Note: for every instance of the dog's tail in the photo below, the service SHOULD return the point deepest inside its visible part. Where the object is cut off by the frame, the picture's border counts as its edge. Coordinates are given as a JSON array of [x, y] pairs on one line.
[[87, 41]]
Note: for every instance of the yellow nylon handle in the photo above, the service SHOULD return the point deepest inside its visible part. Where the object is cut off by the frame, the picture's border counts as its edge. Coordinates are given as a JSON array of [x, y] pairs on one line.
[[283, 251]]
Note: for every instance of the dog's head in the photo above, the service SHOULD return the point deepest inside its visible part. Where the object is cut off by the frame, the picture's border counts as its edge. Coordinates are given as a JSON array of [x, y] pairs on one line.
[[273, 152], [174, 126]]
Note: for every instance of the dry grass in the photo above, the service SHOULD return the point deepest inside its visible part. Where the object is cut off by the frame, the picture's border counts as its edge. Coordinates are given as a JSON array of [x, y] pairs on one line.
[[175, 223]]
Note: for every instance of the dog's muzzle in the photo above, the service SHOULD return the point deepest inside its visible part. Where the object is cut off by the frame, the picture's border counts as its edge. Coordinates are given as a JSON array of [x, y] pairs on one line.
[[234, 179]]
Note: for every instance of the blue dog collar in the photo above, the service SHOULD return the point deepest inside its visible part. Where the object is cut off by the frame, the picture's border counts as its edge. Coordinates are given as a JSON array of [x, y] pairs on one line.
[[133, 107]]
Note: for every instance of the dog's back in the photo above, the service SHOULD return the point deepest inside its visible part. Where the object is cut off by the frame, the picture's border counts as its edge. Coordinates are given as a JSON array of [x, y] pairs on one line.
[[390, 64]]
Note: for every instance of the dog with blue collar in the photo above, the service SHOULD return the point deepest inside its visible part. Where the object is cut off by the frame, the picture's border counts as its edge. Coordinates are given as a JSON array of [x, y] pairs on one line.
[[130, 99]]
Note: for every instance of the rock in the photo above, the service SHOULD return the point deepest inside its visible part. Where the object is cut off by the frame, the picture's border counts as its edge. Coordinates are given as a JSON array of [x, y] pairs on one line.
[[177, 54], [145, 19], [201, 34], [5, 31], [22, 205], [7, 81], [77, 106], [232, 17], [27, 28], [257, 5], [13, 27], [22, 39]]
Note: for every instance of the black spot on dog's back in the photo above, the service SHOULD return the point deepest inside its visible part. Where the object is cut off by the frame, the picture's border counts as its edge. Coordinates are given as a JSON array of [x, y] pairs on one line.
----
Task to complete: Please transcribe all of the data above exactly.

Task output:
Note: for every instance of the dog's tail in the photo below, the service SHOULD return the point deepest inside its visible part. Where the object is cut off by the frame, the picture's border counts as its edge. Coordinates are given as a JSON array of [x, y] pairs on one line.
[[87, 41]]
Note: for every instance of the yellow nylon handle in the photo above, the service SHOULD return the point deepest inside its visible part. Where the object is cut off by the frame, the picture's border counts as its edge. Coordinates are given as a JSON array of [x, y] pairs on one line.
[[283, 251]]
Note: for every instance of the dog's head in the photo above, the service SHOULD return the point deepest inside its visible part. Where the object is cut off by the frame, the picture's border counts as its edge. Coordinates are given as a JSON array of [x, y] pairs on one line.
[[273, 152], [174, 126]]
Note: for every instance of the dry grass in the photo above, the service SHOULD return the point deepest inside its visible part. Where the object is cut off by the frame, the picture's border counts as its edge. Coordinates are given as a JSON array of [x, y] pairs on one line.
[[175, 223]]
Note: for every instance of the dog's muzzle in the photo above, the service SHOULD return the point deepest inside its visible part. Where the object is cut off by the frame, the picture's border counts as its edge. Coordinates are given as a JSON array of [x, y] pairs on one line.
[[234, 179]]
Note: for every instance of the blue dog collar in the photo above, the service SHOULD return the point deepest inside its visible part. Where the object is cut off by the frame, the picture's border counts as its edge. Coordinates are given as a JSON array of [x, y] pairs on one line.
[[133, 107]]
Note: for every instance of the dog's back in the photo above, the service SHOULD return the point deepest inside its visible part. Where the object is cut off by the frame, the picture's border counts as its edge. Coordinates are given as a JSON array of [x, y] pairs on one line.
[[390, 64]]
Note: for every instance of the dog with blue collar in the photo above, the service SHOULD return the point deepest inside its visible part. Where the object is cut off by the frame, the picture's border counts as its edge. Coordinates are given as a JSON array of [x, y] pairs on one line.
[[130, 99]]
Note: for every instance of the rock in the photo above, the service SHOULD return the point deepest inside its visible part. Where the object is cut off by the frame, the picture's border counts as its edge. Coordinates are given as a JSON array of [x, y] pairs on one line.
[[177, 54], [145, 19], [201, 34], [5, 31], [22, 205], [7, 81], [77, 106], [232, 17], [27, 28], [257, 5], [13, 27], [22, 39]]
Note: for every instance of the black spot on dog's back in the photo above, the service SHOULD return the point deepest inside its visible part. Where the object is cut off by the frame, the picture's border counts as its edge. Coordinates are given as a JSON array of [x, y] pairs on one line.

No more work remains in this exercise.